PROMPT -
From the line that includes "the baby's eye" to the last line of the data, quote each line precisely; both boundary lines belong in the answer.

Pointing records:
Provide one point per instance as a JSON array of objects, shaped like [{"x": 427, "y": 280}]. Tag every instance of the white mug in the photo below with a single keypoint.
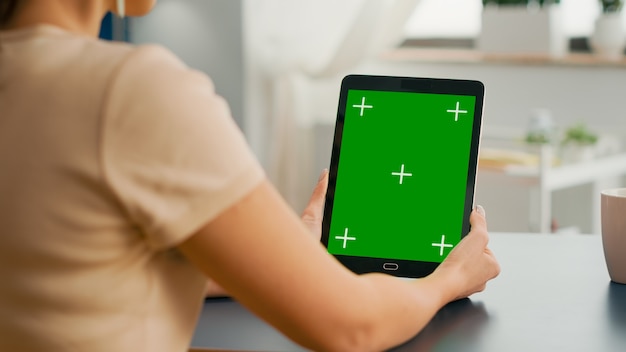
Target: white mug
[{"x": 613, "y": 208}]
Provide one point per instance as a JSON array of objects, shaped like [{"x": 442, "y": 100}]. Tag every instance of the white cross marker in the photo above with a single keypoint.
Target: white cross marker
[
  {"x": 401, "y": 173},
  {"x": 362, "y": 106},
  {"x": 442, "y": 245},
  {"x": 345, "y": 238},
  {"x": 457, "y": 112}
]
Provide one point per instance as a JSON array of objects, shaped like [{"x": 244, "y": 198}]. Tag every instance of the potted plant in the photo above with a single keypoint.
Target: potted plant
[
  {"x": 578, "y": 143},
  {"x": 607, "y": 38},
  {"x": 523, "y": 27}
]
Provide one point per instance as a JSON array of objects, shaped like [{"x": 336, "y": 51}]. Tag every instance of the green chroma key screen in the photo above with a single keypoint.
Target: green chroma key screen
[{"x": 402, "y": 175}]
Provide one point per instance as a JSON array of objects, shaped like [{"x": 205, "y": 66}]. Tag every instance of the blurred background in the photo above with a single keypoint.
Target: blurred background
[{"x": 554, "y": 121}]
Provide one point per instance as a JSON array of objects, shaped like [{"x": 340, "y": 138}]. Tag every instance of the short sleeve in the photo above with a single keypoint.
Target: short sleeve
[{"x": 171, "y": 152}]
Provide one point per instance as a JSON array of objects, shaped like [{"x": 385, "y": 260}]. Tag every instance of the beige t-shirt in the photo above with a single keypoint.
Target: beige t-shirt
[{"x": 110, "y": 155}]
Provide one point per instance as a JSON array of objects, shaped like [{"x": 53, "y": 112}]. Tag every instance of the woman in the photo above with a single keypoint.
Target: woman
[{"x": 125, "y": 183}]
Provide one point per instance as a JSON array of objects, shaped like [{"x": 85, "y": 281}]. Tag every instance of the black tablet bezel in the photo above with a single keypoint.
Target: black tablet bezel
[{"x": 396, "y": 267}]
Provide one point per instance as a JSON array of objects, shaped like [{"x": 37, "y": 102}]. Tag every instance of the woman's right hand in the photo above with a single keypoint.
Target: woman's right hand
[{"x": 471, "y": 263}]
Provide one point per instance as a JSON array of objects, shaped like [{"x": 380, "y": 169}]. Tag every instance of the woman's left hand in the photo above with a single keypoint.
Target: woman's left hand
[
  {"x": 311, "y": 216},
  {"x": 314, "y": 211}
]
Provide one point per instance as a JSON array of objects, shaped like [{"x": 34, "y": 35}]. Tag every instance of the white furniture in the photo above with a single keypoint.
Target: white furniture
[{"x": 544, "y": 179}]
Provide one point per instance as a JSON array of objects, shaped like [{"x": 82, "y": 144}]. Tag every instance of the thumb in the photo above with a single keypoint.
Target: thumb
[{"x": 314, "y": 211}]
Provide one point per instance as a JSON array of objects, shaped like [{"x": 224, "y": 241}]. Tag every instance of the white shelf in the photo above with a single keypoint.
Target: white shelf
[{"x": 543, "y": 179}]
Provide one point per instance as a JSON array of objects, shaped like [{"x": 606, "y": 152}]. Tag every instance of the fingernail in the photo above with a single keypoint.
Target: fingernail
[
  {"x": 479, "y": 209},
  {"x": 324, "y": 172}
]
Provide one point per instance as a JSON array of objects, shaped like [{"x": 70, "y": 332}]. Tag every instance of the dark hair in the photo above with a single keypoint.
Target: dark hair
[{"x": 7, "y": 9}]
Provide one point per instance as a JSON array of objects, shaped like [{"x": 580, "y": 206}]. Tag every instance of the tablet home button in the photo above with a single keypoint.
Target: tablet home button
[{"x": 390, "y": 266}]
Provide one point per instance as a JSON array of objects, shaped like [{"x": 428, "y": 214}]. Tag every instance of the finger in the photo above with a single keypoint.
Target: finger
[
  {"x": 477, "y": 219},
  {"x": 312, "y": 214}
]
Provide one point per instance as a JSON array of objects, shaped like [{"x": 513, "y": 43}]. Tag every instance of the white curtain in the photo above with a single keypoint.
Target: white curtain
[{"x": 292, "y": 43}]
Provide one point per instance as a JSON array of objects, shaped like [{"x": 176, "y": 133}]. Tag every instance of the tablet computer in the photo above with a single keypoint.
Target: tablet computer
[{"x": 402, "y": 173}]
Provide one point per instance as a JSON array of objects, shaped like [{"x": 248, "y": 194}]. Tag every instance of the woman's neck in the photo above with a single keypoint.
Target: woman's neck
[{"x": 77, "y": 16}]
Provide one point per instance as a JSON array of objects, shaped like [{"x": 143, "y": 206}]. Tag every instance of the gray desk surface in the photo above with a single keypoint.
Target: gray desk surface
[{"x": 554, "y": 294}]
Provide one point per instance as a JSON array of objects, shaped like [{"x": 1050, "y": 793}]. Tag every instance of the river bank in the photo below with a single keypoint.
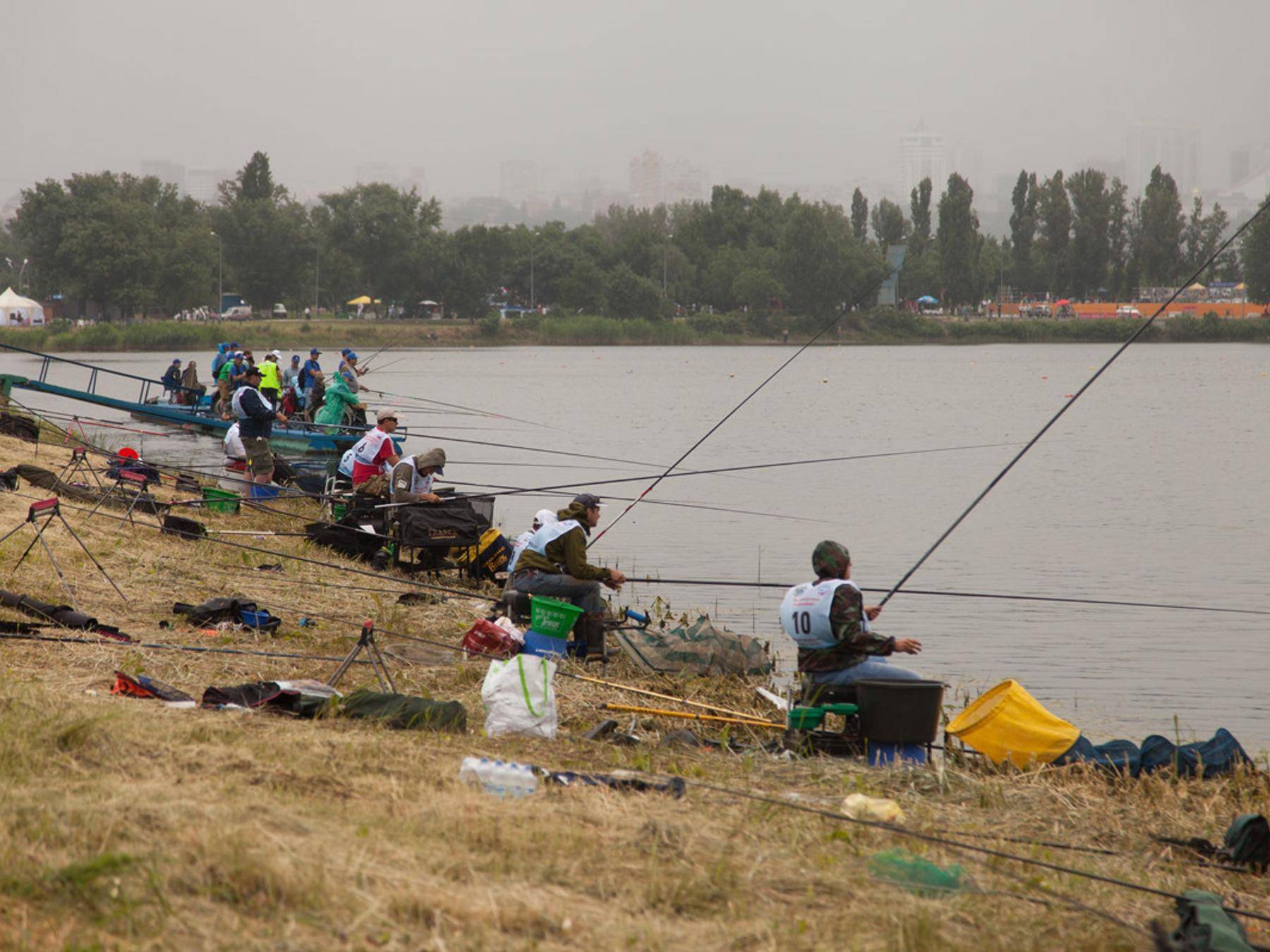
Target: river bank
[
  {"x": 591, "y": 330},
  {"x": 131, "y": 822}
]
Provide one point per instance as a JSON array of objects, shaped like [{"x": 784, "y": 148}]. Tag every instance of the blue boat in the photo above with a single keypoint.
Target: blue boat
[{"x": 306, "y": 437}]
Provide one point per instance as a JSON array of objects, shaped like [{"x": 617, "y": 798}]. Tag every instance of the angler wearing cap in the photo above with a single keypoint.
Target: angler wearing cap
[
  {"x": 412, "y": 477},
  {"x": 554, "y": 563},
  {"x": 831, "y": 626},
  {"x": 375, "y": 456},
  {"x": 255, "y": 417},
  {"x": 230, "y": 379},
  {"x": 270, "y": 384}
]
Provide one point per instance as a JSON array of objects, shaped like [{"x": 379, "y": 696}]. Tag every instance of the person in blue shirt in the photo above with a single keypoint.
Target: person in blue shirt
[{"x": 222, "y": 355}]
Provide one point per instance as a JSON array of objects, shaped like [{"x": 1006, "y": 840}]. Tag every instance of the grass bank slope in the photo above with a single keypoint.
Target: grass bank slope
[{"x": 130, "y": 823}]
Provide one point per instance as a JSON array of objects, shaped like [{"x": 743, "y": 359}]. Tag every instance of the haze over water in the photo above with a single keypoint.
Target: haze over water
[{"x": 1151, "y": 489}]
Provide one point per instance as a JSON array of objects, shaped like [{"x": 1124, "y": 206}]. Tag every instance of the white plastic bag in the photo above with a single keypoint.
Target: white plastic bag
[{"x": 520, "y": 697}]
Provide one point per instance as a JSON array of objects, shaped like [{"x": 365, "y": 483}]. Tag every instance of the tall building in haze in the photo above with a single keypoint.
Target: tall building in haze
[
  {"x": 1175, "y": 149},
  {"x": 922, "y": 155}
]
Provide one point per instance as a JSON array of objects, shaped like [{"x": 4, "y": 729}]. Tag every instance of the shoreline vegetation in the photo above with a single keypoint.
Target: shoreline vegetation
[
  {"x": 128, "y": 823},
  {"x": 593, "y": 330}
]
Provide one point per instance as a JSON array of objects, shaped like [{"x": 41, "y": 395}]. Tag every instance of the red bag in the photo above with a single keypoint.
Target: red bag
[{"x": 487, "y": 639}]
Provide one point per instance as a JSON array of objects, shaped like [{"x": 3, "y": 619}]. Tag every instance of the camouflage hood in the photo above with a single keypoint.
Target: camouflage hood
[{"x": 830, "y": 560}]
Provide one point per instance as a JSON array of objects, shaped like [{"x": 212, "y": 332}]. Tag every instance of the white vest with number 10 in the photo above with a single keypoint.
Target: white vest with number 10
[{"x": 806, "y": 612}]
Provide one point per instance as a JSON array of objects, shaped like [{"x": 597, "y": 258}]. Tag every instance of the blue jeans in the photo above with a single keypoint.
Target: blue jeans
[
  {"x": 873, "y": 668},
  {"x": 584, "y": 594}
]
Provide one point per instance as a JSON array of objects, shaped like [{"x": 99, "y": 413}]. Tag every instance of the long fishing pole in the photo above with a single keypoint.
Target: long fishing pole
[
  {"x": 1067, "y": 405},
  {"x": 941, "y": 593},
  {"x": 727, "y": 417},
  {"x": 514, "y": 490}
]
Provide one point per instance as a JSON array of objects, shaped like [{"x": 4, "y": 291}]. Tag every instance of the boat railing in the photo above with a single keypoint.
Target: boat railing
[{"x": 46, "y": 362}]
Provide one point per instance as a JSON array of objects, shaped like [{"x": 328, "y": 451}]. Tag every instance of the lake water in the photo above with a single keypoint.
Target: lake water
[{"x": 1151, "y": 489}]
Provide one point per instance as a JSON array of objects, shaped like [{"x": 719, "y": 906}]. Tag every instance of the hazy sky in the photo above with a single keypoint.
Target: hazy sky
[{"x": 773, "y": 92}]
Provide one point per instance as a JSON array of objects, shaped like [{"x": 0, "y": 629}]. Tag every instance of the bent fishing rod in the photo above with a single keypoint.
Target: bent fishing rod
[
  {"x": 1067, "y": 405},
  {"x": 870, "y": 288},
  {"x": 944, "y": 593}
]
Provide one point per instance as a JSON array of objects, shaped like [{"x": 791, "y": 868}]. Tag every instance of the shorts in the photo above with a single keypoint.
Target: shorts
[
  {"x": 375, "y": 487},
  {"x": 260, "y": 457}
]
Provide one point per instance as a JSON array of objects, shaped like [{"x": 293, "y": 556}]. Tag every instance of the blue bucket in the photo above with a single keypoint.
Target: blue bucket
[
  {"x": 883, "y": 755},
  {"x": 543, "y": 645}
]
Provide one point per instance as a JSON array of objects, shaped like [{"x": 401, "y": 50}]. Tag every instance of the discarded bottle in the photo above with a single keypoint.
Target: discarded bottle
[{"x": 498, "y": 777}]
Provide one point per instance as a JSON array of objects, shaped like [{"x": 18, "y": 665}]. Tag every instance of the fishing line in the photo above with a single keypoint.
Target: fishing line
[
  {"x": 514, "y": 490},
  {"x": 1067, "y": 405},
  {"x": 940, "y": 593},
  {"x": 198, "y": 649},
  {"x": 967, "y": 847},
  {"x": 821, "y": 333}
]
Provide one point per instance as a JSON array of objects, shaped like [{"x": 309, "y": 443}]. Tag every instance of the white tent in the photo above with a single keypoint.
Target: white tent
[{"x": 17, "y": 310}]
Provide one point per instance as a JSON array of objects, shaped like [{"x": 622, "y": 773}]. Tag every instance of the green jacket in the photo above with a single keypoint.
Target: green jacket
[
  {"x": 338, "y": 396},
  {"x": 567, "y": 554},
  {"x": 855, "y": 644}
]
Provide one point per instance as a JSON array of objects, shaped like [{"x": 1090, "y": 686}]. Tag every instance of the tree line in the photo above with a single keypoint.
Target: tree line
[{"x": 135, "y": 244}]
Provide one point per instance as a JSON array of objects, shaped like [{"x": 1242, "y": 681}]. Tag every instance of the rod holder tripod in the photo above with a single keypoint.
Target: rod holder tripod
[
  {"x": 40, "y": 515},
  {"x": 366, "y": 642}
]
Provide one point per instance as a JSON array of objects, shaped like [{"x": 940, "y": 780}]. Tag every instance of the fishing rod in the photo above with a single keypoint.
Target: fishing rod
[
  {"x": 197, "y": 649},
  {"x": 940, "y": 593},
  {"x": 727, "y": 417},
  {"x": 514, "y": 490},
  {"x": 1067, "y": 405}
]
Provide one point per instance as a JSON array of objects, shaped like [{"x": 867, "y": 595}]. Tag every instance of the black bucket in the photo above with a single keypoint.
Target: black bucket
[{"x": 900, "y": 711}]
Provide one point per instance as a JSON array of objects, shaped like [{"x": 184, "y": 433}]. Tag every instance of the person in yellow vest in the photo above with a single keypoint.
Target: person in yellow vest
[{"x": 270, "y": 382}]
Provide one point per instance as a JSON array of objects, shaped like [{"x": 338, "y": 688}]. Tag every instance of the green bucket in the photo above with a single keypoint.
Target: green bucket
[
  {"x": 220, "y": 501},
  {"x": 552, "y": 617}
]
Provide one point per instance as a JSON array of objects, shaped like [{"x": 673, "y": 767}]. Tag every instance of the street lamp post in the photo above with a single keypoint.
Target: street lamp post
[
  {"x": 666, "y": 250},
  {"x": 220, "y": 274}
]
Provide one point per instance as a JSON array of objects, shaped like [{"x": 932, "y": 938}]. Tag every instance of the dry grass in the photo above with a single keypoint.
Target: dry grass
[{"x": 125, "y": 822}]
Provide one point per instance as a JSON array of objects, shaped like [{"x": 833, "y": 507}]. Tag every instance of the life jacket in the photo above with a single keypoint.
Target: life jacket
[
  {"x": 239, "y": 413},
  {"x": 806, "y": 612},
  {"x": 540, "y": 539},
  {"x": 418, "y": 484},
  {"x": 368, "y": 447}
]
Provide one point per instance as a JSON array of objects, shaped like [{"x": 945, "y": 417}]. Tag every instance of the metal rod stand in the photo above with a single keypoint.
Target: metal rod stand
[{"x": 366, "y": 642}]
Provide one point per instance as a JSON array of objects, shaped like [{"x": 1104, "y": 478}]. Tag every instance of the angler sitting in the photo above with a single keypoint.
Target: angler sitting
[
  {"x": 375, "y": 456},
  {"x": 831, "y": 626},
  {"x": 554, "y": 563},
  {"x": 171, "y": 381},
  {"x": 413, "y": 476}
]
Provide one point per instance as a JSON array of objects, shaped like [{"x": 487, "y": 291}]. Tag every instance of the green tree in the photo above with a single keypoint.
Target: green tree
[
  {"x": 630, "y": 295},
  {"x": 860, "y": 216},
  {"x": 1022, "y": 230},
  {"x": 1255, "y": 258},
  {"x": 1118, "y": 239},
  {"x": 1054, "y": 231},
  {"x": 920, "y": 209},
  {"x": 888, "y": 222},
  {"x": 1091, "y": 221},
  {"x": 266, "y": 235},
  {"x": 757, "y": 288},
  {"x": 1160, "y": 231},
  {"x": 958, "y": 240}
]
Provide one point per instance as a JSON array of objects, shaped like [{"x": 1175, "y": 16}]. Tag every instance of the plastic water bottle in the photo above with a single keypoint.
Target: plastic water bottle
[{"x": 498, "y": 777}]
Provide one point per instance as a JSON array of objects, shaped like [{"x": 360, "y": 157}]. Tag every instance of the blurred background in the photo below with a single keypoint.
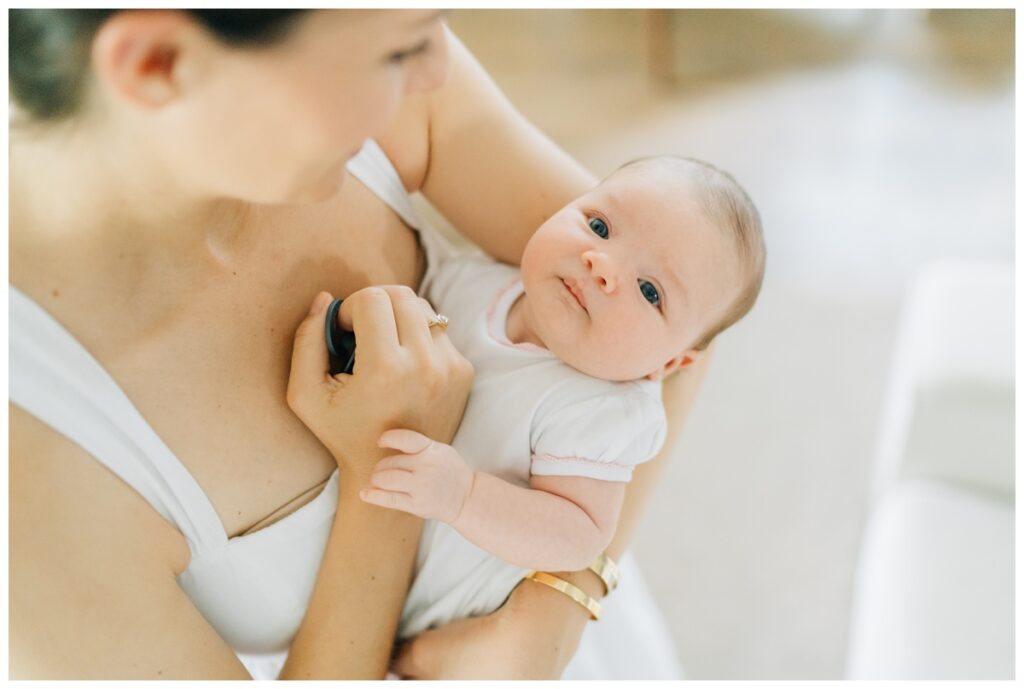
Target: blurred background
[{"x": 873, "y": 142}]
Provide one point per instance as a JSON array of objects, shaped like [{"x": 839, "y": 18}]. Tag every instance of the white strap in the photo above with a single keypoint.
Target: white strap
[
  {"x": 372, "y": 167},
  {"x": 53, "y": 378}
]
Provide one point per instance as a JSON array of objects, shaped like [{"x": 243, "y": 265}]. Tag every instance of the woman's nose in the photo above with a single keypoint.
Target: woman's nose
[{"x": 602, "y": 269}]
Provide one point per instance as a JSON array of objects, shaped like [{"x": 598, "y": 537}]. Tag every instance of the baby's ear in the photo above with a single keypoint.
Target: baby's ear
[{"x": 675, "y": 363}]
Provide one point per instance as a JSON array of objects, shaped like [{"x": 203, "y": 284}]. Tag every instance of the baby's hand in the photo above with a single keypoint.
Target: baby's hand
[{"x": 430, "y": 479}]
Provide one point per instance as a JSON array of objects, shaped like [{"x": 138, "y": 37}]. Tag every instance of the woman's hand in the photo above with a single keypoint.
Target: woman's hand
[
  {"x": 407, "y": 375},
  {"x": 531, "y": 637}
]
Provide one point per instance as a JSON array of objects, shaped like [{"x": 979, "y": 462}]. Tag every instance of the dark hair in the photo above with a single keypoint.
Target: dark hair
[
  {"x": 49, "y": 49},
  {"x": 728, "y": 205}
]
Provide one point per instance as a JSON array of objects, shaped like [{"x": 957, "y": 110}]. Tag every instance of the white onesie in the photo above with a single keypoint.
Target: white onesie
[{"x": 528, "y": 413}]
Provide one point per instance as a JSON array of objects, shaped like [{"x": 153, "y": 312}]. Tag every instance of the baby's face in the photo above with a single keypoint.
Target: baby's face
[{"x": 626, "y": 278}]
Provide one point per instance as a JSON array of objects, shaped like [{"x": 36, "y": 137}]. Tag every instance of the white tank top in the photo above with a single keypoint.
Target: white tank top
[{"x": 252, "y": 589}]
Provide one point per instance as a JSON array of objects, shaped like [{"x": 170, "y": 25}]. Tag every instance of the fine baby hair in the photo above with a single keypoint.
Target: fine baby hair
[{"x": 731, "y": 209}]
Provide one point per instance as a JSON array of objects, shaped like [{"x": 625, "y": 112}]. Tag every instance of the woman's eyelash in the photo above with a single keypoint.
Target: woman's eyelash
[{"x": 400, "y": 56}]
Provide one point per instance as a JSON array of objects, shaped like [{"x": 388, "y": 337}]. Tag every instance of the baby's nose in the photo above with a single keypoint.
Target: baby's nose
[{"x": 602, "y": 269}]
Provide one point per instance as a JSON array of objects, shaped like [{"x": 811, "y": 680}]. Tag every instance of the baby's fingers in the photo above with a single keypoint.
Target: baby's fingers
[{"x": 404, "y": 440}]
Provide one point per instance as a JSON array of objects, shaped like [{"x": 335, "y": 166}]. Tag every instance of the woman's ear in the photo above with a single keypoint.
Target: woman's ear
[
  {"x": 136, "y": 52},
  {"x": 675, "y": 363}
]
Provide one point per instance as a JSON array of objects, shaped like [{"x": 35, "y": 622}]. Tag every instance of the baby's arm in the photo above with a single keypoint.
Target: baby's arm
[{"x": 560, "y": 523}]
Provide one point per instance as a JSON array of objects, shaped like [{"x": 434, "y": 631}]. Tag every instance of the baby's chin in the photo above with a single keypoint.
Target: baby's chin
[{"x": 595, "y": 367}]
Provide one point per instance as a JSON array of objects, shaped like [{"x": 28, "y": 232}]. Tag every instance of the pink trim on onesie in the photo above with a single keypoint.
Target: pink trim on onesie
[
  {"x": 499, "y": 332},
  {"x": 582, "y": 460}
]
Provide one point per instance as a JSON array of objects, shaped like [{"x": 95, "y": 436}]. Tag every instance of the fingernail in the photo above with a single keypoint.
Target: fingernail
[{"x": 320, "y": 302}]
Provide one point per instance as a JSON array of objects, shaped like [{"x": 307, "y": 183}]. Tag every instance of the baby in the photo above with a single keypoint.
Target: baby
[{"x": 621, "y": 288}]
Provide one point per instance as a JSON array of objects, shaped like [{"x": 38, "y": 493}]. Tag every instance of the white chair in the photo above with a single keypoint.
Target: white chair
[{"x": 934, "y": 591}]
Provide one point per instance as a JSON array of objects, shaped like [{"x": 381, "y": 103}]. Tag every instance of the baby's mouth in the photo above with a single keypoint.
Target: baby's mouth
[{"x": 573, "y": 289}]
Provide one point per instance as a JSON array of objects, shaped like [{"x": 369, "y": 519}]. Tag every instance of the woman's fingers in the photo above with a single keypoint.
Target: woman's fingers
[
  {"x": 369, "y": 314},
  {"x": 309, "y": 358},
  {"x": 411, "y": 315},
  {"x": 404, "y": 440}
]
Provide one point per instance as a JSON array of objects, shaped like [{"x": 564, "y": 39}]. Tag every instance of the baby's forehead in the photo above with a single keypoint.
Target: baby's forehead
[{"x": 647, "y": 189}]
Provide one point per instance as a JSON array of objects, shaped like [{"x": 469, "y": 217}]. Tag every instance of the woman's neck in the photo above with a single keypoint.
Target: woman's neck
[{"x": 84, "y": 204}]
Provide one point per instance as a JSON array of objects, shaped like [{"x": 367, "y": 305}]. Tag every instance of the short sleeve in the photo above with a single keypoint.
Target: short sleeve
[{"x": 600, "y": 436}]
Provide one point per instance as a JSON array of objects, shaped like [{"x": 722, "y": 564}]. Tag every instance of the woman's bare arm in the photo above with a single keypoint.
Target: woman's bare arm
[
  {"x": 493, "y": 174},
  {"x": 92, "y": 573}
]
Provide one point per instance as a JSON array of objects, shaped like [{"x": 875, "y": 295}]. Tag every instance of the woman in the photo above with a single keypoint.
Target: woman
[{"x": 178, "y": 199}]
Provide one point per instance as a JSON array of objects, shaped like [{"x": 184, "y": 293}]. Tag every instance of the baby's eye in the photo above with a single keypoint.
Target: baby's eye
[
  {"x": 649, "y": 292},
  {"x": 599, "y": 227}
]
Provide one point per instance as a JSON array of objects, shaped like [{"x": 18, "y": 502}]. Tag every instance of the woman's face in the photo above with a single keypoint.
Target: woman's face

RESPONSE FOR THIS EXERCISE -
Provide one point per instance as a JSON array of objects, shaped like [{"x": 184, "y": 293}]. Tag every instance of the baby's eye in the photo above with a single keypoint.
Target: baby's eye
[
  {"x": 649, "y": 292},
  {"x": 599, "y": 227}
]
Provide one point per instance as a JSON array of objects, shaped like [{"x": 18, "y": 502}]. Tag every instance of the woman's face in the photo above with a single keypoint.
Target: woman's face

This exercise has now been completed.